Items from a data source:

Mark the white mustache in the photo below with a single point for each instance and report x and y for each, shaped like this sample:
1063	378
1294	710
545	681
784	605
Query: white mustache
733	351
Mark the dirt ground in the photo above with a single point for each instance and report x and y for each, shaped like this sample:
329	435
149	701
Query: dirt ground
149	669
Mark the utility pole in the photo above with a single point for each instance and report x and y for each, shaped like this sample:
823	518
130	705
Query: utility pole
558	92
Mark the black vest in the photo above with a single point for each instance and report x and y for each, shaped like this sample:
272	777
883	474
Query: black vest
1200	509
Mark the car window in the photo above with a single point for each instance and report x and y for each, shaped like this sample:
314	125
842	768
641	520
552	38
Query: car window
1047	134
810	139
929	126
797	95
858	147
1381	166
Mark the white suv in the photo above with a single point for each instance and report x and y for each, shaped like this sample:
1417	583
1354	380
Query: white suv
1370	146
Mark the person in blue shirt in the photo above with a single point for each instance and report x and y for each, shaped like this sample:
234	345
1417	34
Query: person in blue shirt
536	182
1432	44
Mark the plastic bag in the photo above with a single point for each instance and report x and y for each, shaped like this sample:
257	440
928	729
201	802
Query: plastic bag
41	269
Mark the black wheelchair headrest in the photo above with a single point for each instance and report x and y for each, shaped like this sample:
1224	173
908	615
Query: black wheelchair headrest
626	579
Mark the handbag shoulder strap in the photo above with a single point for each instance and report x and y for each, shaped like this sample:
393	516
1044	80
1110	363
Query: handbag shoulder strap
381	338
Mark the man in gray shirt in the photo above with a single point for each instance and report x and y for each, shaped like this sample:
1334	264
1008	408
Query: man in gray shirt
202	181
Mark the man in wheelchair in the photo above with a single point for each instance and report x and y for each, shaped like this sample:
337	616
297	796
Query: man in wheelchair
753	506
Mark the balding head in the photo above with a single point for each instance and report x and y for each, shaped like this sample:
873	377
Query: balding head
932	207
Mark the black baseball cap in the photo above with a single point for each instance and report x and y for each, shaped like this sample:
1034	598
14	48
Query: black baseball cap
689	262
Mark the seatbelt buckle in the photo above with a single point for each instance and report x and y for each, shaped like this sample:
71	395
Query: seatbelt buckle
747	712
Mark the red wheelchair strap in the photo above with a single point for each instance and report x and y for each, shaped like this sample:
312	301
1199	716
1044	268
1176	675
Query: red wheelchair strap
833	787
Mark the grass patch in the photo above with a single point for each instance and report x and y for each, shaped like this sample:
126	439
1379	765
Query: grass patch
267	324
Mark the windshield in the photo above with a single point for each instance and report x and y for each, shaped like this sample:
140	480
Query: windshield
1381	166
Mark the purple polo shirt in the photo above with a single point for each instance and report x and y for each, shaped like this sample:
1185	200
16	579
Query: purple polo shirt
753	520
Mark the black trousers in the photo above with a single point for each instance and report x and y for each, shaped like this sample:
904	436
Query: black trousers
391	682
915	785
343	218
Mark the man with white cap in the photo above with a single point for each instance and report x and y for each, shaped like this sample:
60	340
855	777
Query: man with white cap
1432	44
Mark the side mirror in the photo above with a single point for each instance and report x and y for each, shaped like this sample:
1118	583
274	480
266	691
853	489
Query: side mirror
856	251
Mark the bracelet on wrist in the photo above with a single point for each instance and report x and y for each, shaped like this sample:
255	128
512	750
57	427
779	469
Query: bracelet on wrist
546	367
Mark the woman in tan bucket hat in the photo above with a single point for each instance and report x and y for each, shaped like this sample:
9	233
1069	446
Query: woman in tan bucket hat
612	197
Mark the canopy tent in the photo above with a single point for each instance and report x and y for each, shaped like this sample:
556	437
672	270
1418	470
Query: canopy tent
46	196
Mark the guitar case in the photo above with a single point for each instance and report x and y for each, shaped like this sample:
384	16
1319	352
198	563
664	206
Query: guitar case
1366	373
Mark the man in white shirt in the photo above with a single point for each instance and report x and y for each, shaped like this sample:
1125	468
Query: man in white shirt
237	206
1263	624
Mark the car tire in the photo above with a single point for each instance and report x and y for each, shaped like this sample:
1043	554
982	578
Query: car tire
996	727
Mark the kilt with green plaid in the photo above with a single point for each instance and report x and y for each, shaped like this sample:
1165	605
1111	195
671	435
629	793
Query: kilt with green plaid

* _Exercise directions_
The response should be an exact copy of every line above.

* _Solution to this problem_
Mark the white mustache in the photo below with a single point for each instance and report x and y for each, shaped like this sample:
1063	378
1294	710
545	681
784	605
Query: white mustache
733	351
Mark the dirt ground in the photo above with a single point for each instance and report x and y for each, shaped like this sample:
329	435
149	701
Query: dirt ground
149	669
Mark the utility pole in the photo above with a single point for each instance and report x and y for each, shaped like this sample:
823	518
130	705
Query: utility pole
558	92
Mark the black vest in the photo above with a single point for each instance and report x and y for each, shaped like this sample:
272	777
883	474
Query: black vest
1200	509
Mark the car window in the photo above with a single point for each instance and report x and y for each, shaped like this sample:
314	125
842	768
641	520
552	38
Query: car window
1047	134
810	139
929	126
797	95
858	147
1381	166
Mark the white suv in the photo above with a single point for each instance and report x and y for each, shaped like this sample:
1417	583
1354	380
Query: white suv
1370	146
Mark the person in blue shirt in the photo above with a single point for each instance and report x and y for each, shaped like this sample:
234	345
1417	34
Query: person in blue shirt
536	182
1432	44
Mark the plastic bag in the photo above with a single point for each instance and report x and y for each, shaped like this sample:
257	440
928	729
201	802
Query: plastic bag
41	269
Mark the black wheelchair headrest in the photo above with a single point for each instance and report x and y for each, shaped like this sample:
1224	173
908	615
Query: black wheelchair headrest
626	579
Mark the handbag shoulder strap in the photo above with a single point for each instance and report x and y for each, shaped like this sample:
393	516
1044	80
1110	363
Query: handbag shoulder strap
381	338
Mark the man in gray shirt in the photo above with a single point for each instance and report x and y for each, shaped like this sample:
1334	264
1008	408
Query: man in gray shirt
202	181
Mark the man in wheelchair in the photo above with a single point for each instance and report x and y for each, shaped like this sample:
337	616
297	796
Query: man in wheelchair
753	506
Mark the balding head in the photo above with a single point for each instance and report x and y for each, shaped like this sample:
873	377
Query: balding head
932	207
Mark the black baseball cap in the photo above with a single point for each instance and report x and y for each, shaped like this sample:
1034	598
14	48
Query: black baseball cap
689	262
Mark the seatbelt buckle in the photo above with a single point for each instance and report x and y for each, shaped like this sample:
71	395
Query: seatbelt buckle
747	712
Mark the red wheelchair strap in the photo above with a single point for each instance and report x and y for each, shaped like this sample:
312	301
1199	716
1044	268
1176	675
Query: red wheelchair strap
833	787
Mark the grass patch in the photo above with a single point for each instance and report x and y for each, shaped like this sample:
126	439
1379	765
Query: grass patch
267	324
Mark the windshield in the photo above with a single point for each instance and report x and y for each, shaped like this sample:
140	480
Query: windshield
1381	166
Mark the purple polo shirt in the photo above with a single point for each instance and report x and y for each, shaped like this sample:
1185	200
16	579
Query: purple polo shirt
753	520
Mark the black trousers in the photo above with a single point for each instance and report x and y for each, shaped like this sample:
904	436
Query: black trousers
391	682
915	785
343	218
Mark the man with white cap in the photo above with a single point for each instance and report x and y for each, shaped like this sample:
60	340
855	777
Query: man with white cap
1432	44
Mark the side mirror in the photo above with a single point for each instance and report x and y for each, shaped like this sample:
1118	583
274	480
266	691
853	489
Query: side mirror
856	251
Mark the bracelet on wrist in the photo above with a single point for each instance and report x and y for each, shaped like this sample:
255	128
512	750
57	427
779	469
Query: bracelet on wrist
546	367
Mark the woman in tan bucket hat in the photo above with a single point for each instance and report x and y for each, shaped like this sample:
9	233
1069	446
Query: woman in tan bucket hat
612	197
Mark the canopy tent in the photo above with a single point for each instance and report x and y for each, shaped like this sample:
556	437
672	270
1418	470
Query: canopy tent
46	196
Mark the guitar case in the photo above with a single point for each instance and report x and y for each, shaped like this sample:
384	16
1319	352
198	563
664	206
Query: guitar case
1366	373
Mark the man in white shirt in the photo above with a single point for each instance and report x and y for each, shaped like this sample:
1125	468
Query: man in white shirt
237	206
1263	624
Mark the car tire in the photo above with a single point for each instance and report x and y for each, shaped like this sample:
1043	554
982	578
Query: car tire
996	727
Mark the kilt with green plaid in the photo above with a single point for each instance and report x and y for each, shaped like this sample:
1165	605
1111	195
671	435
629	793
Query: kilt with green plaid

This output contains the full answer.